* Problem statement *
Look for the word "seashell" in the entries below, then copy every line that has it.

* Provided records *
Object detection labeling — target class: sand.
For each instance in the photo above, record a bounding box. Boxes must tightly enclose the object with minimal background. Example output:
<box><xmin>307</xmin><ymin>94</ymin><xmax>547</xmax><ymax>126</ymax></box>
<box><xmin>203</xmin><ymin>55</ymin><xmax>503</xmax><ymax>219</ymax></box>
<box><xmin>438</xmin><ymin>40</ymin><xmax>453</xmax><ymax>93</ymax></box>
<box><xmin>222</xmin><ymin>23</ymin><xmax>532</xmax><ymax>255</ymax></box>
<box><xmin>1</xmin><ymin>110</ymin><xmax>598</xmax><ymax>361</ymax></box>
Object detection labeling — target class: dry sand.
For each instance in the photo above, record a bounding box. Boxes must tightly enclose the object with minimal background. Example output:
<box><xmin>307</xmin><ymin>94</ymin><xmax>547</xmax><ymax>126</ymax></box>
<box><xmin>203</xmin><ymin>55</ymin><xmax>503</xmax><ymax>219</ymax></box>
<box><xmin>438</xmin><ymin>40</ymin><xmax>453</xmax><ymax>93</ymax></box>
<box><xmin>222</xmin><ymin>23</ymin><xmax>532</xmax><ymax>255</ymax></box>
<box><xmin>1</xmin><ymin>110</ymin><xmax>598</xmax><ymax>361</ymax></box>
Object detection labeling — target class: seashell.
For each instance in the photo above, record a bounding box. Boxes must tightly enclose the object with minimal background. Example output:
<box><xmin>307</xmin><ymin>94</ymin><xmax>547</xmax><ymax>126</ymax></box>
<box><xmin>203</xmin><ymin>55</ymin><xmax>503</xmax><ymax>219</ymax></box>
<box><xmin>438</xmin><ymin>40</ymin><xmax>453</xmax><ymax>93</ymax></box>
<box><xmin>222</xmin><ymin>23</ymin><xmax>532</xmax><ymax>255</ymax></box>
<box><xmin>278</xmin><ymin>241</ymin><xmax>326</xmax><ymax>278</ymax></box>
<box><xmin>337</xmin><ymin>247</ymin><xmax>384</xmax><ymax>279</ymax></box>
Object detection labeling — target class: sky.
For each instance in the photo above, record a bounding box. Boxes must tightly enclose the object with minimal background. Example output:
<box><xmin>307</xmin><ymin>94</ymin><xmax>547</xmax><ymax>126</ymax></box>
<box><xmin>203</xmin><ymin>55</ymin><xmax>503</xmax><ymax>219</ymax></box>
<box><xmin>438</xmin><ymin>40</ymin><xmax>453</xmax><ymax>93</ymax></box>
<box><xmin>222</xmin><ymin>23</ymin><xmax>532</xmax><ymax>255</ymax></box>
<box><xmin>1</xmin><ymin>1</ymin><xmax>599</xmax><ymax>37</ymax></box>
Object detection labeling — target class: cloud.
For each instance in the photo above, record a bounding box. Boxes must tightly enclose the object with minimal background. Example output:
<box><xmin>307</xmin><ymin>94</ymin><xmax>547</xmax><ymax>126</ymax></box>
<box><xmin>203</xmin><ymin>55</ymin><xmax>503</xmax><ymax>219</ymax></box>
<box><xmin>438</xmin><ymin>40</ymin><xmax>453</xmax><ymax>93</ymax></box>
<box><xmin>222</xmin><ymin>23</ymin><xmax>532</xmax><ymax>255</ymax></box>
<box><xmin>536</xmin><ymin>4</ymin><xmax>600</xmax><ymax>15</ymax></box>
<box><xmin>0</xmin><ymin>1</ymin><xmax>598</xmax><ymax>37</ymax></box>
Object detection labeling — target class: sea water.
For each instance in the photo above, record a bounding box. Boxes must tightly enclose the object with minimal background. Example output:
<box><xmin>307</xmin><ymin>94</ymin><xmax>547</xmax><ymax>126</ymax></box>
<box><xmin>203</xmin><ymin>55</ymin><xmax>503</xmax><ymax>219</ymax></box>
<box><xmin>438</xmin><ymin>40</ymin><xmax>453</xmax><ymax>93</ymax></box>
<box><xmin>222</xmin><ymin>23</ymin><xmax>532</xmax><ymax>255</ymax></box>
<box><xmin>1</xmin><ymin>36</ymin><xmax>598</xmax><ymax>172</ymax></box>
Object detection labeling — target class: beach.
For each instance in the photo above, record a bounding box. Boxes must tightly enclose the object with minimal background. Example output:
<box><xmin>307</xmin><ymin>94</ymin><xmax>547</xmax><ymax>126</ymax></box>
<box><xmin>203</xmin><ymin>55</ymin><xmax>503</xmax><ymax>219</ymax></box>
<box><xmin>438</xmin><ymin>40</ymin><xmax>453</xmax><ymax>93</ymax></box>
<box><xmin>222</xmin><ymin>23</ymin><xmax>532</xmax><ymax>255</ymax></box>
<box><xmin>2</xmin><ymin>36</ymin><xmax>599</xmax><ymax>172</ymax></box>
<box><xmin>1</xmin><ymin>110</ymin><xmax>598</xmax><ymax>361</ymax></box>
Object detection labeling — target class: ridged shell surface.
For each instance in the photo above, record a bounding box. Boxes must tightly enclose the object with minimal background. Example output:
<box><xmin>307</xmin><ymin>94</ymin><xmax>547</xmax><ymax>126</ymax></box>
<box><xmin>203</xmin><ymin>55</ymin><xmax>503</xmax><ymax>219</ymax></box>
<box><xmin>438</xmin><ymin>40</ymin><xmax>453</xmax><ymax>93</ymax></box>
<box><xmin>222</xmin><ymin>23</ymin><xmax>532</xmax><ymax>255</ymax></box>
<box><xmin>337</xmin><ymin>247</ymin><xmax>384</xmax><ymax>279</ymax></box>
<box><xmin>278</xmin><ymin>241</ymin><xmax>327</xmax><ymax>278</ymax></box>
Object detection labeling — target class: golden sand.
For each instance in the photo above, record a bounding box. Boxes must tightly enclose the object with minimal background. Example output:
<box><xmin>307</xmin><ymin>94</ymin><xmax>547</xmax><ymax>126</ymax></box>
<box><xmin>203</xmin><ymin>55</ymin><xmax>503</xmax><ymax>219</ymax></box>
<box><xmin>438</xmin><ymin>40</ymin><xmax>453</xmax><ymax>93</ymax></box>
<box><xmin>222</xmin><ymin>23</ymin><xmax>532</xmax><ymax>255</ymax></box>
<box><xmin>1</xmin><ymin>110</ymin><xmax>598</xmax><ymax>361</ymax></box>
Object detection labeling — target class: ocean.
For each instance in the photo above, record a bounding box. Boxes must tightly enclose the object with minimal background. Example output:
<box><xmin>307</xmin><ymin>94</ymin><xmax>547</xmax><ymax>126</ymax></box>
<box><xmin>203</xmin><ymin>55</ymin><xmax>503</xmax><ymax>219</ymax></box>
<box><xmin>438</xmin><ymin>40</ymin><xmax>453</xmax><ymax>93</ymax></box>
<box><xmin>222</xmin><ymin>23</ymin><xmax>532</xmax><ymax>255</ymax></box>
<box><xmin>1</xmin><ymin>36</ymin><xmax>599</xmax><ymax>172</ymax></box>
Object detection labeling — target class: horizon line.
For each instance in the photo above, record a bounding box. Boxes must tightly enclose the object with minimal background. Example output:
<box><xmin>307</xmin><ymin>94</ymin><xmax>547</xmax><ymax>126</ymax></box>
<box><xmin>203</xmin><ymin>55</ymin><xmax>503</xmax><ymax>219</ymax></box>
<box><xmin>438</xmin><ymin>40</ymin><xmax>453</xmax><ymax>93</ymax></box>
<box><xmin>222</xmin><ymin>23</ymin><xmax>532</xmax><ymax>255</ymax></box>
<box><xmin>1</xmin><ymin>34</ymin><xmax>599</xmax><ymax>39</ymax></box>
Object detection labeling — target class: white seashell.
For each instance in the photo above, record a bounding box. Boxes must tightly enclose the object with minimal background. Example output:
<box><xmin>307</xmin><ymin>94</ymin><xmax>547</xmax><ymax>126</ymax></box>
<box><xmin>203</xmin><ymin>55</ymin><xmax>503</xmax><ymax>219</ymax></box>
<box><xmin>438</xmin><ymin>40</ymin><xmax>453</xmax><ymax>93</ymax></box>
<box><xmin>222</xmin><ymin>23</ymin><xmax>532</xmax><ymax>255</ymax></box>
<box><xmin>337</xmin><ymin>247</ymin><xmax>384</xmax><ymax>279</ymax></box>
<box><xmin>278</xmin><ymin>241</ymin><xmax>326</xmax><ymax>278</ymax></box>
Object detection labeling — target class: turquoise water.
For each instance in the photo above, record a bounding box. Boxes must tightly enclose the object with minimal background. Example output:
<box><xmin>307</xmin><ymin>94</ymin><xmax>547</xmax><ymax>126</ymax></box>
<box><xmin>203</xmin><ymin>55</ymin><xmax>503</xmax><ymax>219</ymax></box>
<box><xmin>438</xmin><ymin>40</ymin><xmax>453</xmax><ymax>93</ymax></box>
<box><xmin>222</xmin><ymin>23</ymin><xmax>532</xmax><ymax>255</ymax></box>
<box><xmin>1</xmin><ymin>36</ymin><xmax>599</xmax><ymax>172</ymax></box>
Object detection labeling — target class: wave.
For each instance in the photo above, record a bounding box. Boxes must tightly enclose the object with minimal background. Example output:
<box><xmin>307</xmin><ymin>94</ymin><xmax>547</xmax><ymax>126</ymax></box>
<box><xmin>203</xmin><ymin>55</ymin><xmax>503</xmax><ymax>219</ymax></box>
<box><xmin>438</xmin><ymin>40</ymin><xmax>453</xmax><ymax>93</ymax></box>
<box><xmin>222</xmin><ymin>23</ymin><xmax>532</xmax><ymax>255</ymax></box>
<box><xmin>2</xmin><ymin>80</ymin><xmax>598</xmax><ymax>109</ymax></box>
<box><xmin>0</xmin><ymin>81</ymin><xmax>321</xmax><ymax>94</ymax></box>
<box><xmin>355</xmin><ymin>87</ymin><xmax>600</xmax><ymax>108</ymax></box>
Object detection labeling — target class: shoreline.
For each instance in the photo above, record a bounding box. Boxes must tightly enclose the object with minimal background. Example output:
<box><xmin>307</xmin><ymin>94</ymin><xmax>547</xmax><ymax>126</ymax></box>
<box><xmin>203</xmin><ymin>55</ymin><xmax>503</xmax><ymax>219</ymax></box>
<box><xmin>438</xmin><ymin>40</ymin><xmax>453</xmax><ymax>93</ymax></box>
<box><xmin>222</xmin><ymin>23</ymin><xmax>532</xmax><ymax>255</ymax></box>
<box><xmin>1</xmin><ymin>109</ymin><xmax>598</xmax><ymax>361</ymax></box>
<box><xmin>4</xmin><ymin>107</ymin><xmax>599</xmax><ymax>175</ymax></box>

* Result of the task *
Object detection labeling — target class: seashell.
Object detection labeling — target class: white seashell.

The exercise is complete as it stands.